__Selected text__.

## START

Forem: Thej Deep

Strangler Fig on IBM Kubernetes: Modernizing a Monolith Without Breaking Production

Thej Deep — Wed, 04 Feb 2026 00:18:47 +0000

Why the Strangler Fig Pattern Still Works

Most enterprise monoliths don’t fail because of bad code.

They fail because changing them safely becomes too risky.

A full rewrite to microservices sounds attractive, but in practice it often leads to:

Long delivery cycles
High data risk
Business disruption

The Strangler Fig pattern offers a safer alternative:

modernize incrementally while keeping the system running.

In this article, I walk through a step-by-step, production-safe approach to applying the Strangler Fig pattern using IBM Cloud Kubernetes Service (IKS), including real commands and manifests you can run.

## END

__Dataset rows__.
## START

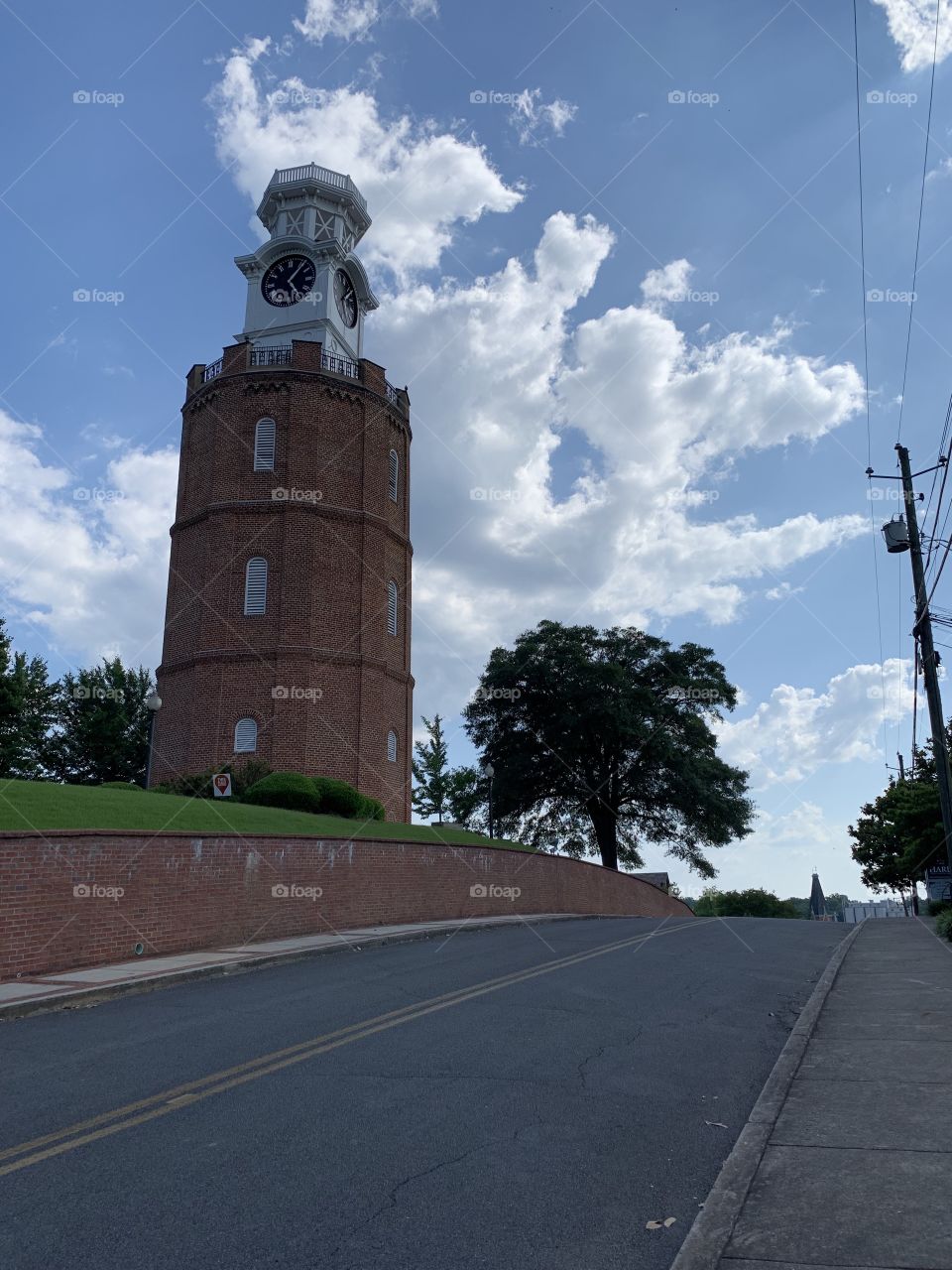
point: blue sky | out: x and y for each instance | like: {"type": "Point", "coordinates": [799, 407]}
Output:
{"type": "Point", "coordinates": [636, 318]}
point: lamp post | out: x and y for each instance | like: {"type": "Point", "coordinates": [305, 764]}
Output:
{"type": "Point", "coordinates": [490, 772]}
{"type": "Point", "coordinates": [154, 703]}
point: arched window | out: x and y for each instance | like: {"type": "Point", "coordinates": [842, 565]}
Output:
{"type": "Point", "coordinates": [255, 585]}
{"type": "Point", "coordinates": [264, 445]}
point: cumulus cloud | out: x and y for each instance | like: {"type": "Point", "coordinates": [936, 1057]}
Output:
{"type": "Point", "coordinates": [537, 119]}
{"type": "Point", "coordinates": [353, 19]}
{"type": "Point", "coordinates": [71, 553]}
{"type": "Point", "coordinates": [911, 24]}
{"type": "Point", "coordinates": [419, 182]}
{"type": "Point", "coordinates": [797, 730]}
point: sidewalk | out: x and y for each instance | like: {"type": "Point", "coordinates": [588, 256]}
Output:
{"type": "Point", "coordinates": [84, 987]}
{"type": "Point", "coordinates": [855, 1167]}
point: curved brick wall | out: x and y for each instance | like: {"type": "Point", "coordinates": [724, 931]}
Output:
{"type": "Point", "coordinates": [181, 892]}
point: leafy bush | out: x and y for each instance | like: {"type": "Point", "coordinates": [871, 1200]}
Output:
{"type": "Point", "coordinates": [289, 790]}
{"type": "Point", "coordinates": [372, 810]}
{"type": "Point", "coordinates": [199, 784]}
{"type": "Point", "coordinates": [338, 798]}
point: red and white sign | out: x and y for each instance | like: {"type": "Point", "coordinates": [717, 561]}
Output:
{"type": "Point", "coordinates": [221, 784]}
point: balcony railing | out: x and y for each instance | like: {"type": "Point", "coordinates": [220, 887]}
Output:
{"type": "Point", "coordinates": [340, 366]}
{"type": "Point", "coordinates": [278, 354]}
{"type": "Point", "coordinates": [313, 172]}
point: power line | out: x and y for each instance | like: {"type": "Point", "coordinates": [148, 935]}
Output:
{"type": "Point", "coordinates": [921, 203]}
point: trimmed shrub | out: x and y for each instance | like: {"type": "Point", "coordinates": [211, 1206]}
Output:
{"type": "Point", "coordinates": [372, 810]}
{"type": "Point", "coordinates": [289, 790]}
{"type": "Point", "coordinates": [338, 798]}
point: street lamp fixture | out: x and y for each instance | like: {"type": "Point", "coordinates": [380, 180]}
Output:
{"type": "Point", "coordinates": [154, 703]}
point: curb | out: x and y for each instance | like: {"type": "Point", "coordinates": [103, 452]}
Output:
{"type": "Point", "coordinates": [714, 1225]}
{"type": "Point", "coordinates": [87, 997]}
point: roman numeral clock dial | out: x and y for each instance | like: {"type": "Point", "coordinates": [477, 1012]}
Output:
{"type": "Point", "coordinates": [289, 281]}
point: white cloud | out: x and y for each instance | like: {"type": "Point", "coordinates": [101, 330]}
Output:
{"type": "Point", "coordinates": [86, 564]}
{"type": "Point", "coordinates": [353, 19]}
{"type": "Point", "coordinates": [537, 119]}
{"type": "Point", "coordinates": [797, 730]}
{"type": "Point", "coordinates": [419, 182]}
{"type": "Point", "coordinates": [911, 24]}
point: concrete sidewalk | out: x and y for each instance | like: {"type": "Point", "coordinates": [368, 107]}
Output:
{"type": "Point", "coordinates": [856, 1167]}
{"type": "Point", "coordinates": [87, 985]}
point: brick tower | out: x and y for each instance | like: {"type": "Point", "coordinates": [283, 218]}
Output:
{"type": "Point", "coordinates": [287, 626]}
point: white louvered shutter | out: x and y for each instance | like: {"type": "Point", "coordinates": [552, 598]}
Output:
{"type": "Point", "coordinates": [255, 587]}
{"type": "Point", "coordinates": [266, 435]}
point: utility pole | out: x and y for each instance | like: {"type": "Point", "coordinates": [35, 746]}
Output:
{"type": "Point", "coordinates": [923, 629]}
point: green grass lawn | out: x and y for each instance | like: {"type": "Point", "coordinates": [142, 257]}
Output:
{"type": "Point", "coordinates": [32, 806]}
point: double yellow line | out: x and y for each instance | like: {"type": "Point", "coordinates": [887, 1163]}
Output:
{"type": "Point", "coordinates": [33, 1152]}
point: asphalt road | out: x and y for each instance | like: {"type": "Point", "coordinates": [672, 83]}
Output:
{"type": "Point", "coordinates": [536, 1123]}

## END

__Directions__.
**A.** According to the Strangler Fig article, why do most enterprise monoliths fail?
**B.** Transcribe the Strangler Fig article, starting with "Thej Deep —" and going on through "becomes too risky.".
**C.** Pick up the Strangler Fig article after its last sentence and keep writing it.
The items are separate material, apart from the Strangler Fig article.

__Answers given__.
**A.** They fail because changing them safely becomes too risky.

**B.**
Thej Deep — Wed, 04 Feb 2026 00:18:47 +0000

Why the Strangler Fig Pattern Still Works

Most enterprise monoliths don’t fail because of bad code.

They fail because changing them safely becomes too risky.

**C.**
What You Will Build

By the end of this guide, you will:

Containerize an existing monolithic application
Deploy it to IBM Cloud Kubernetes Service
Place it behind Ingress
Deploy a new “edge” service
Route traffic gradually using path-based routing
Keep rollback simple and safe

Prerequisites

IBM Cloud account
An existing IKS cluster
Tools installed locally:
- ibmcloud
- kubectl
- docker

Step 1: Log in to IBM Cloud and Connect to Kubernetes

ibmcloud login -a https://cloud.ibm.com
ibmcloud target -r <REGION> -g <RESOURCE_GROUP>

Step 2: Create a Dedicated Namespace

Keep modernization isolated and easy to clean up later.

kubectl create namespace monolith-demo
kubectl config set-context --current --namespace=monolith-demo
kubectl get ns

Step 3: Containerize the Existing Monolith

The goal here is no behavior change, just package the monolith.

Example Dockerfile (Node.js monolith)

FROM node:20-alpine AS build
WORKDIR /app
COPY package*.json ./
RUN npm ci
COPY . .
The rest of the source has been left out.